● About this exercise:
Copy the data exactly, keeping every line intact.

● Source data:

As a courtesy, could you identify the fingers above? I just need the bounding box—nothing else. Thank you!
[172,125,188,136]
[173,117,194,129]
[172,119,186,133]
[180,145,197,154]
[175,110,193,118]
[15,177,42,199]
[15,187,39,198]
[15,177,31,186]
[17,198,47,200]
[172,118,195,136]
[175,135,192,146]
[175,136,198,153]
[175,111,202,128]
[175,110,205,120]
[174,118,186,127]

● Task output:
As a courtesy, could you identify the fingers above? I just need the bounding box—nothing else. Thank you!
[172,125,188,136]
[173,117,194,129]
[172,119,186,133]
[180,145,197,154]
[175,110,193,118]
[15,177,42,199]
[15,187,39,198]
[15,177,31,186]
[17,198,47,200]
[172,118,195,136]
[175,135,192,146]
[175,136,198,153]
[175,111,202,128]
[175,110,205,120]
[174,118,186,127]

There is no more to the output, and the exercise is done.